> _Brief_: Edit the material below by changing each "Mark the region of the" to "Outline the area of the". Keep every other part the same.

[Records from a data collection]
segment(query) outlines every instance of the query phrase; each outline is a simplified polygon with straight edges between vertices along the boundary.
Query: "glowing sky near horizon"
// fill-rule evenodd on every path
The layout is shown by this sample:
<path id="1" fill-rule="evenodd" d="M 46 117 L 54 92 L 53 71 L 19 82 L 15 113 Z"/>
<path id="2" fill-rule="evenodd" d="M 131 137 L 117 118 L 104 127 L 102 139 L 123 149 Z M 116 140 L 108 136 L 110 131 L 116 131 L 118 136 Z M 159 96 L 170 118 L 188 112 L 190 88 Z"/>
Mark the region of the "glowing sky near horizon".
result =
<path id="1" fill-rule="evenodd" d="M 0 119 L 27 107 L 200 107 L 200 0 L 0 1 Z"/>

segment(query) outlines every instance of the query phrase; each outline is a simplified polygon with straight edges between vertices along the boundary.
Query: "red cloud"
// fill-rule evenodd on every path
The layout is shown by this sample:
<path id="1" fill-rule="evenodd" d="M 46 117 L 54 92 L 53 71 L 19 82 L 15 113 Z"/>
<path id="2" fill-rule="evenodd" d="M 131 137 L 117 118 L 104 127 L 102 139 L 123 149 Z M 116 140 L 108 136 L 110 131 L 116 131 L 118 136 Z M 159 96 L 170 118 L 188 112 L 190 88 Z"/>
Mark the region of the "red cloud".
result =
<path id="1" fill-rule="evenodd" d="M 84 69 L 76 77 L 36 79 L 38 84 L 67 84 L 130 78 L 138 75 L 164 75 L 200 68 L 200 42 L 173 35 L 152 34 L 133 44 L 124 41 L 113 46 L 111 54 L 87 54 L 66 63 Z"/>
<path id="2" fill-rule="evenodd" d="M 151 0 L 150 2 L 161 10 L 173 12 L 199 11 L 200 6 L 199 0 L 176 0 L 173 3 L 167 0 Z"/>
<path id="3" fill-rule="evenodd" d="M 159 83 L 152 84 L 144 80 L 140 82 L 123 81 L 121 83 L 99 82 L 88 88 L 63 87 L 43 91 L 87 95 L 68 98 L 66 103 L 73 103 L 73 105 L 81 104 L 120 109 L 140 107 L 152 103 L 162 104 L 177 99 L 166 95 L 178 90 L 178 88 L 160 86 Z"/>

> _Result below_:
segment(query) outlines every instance of the query phrase; each outline is a simplified polygon with straight edges between vertices along the boundary.
Query: "glowing sky near horizon"
// fill-rule evenodd on every path
The layout is shown by this sample:
<path id="1" fill-rule="evenodd" d="M 46 117 L 54 92 L 53 71 L 19 82 L 15 113 Z"/>
<path id="2" fill-rule="evenodd" d="M 131 137 L 117 118 L 104 127 L 102 139 L 123 149 Z M 116 140 L 108 136 L 110 131 L 116 131 L 118 136 Z M 159 96 L 170 118 L 188 112 L 190 88 Z"/>
Outline the area of the "glowing sky near horizon".
result =
<path id="1" fill-rule="evenodd" d="M 0 119 L 27 107 L 200 107 L 200 0 L 0 1 Z"/>

segment(query) outlines every instance of the query phrase; each outline is a simplified polygon with straight edges between vertices along the boundary.
Query: "red cloud"
// fill-rule evenodd on every path
The layout is shown by this sample:
<path id="1" fill-rule="evenodd" d="M 46 117 L 54 92 L 53 71 L 19 82 L 15 113 Z"/>
<path id="2" fill-rule="evenodd" d="M 131 137 L 117 118 L 104 127 L 102 139 L 123 149 Z M 116 140 L 108 136 L 110 131 L 116 131 L 118 136 Z M 159 96 L 170 118 L 188 112 L 190 88 Z"/>
Outline the area of the "red cloud".
result =
<path id="1" fill-rule="evenodd" d="M 84 69 L 76 77 L 36 79 L 38 84 L 67 84 L 130 78 L 138 75 L 164 75 L 200 68 L 200 42 L 173 35 L 152 34 L 133 44 L 124 41 L 113 46 L 111 54 L 87 54 L 66 63 Z"/>
<path id="2" fill-rule="evenodd" d="M 151 0 L 150 2 L 161 10 L 173 12 L 199 11 L 200 6 L 199 0 L 176 0 L 173 3 L 167 0 Z"/>
<path id="3" fill-rule="evenodd" d="M 159 83 L 152 84 L 144 80 L 140 82 L 123 81 L 121 83 L 99 82 L 88 88 L 63 87 L 43 91 L 87 95 L 68 98 L 66 103 L 73 103 L 73 105 L 81 104 L 120 109 L 140 107 L 152 103 L 162 104 L 177 99 L 166 95 L 178 90 L 178 88 L 160 86 Z"/>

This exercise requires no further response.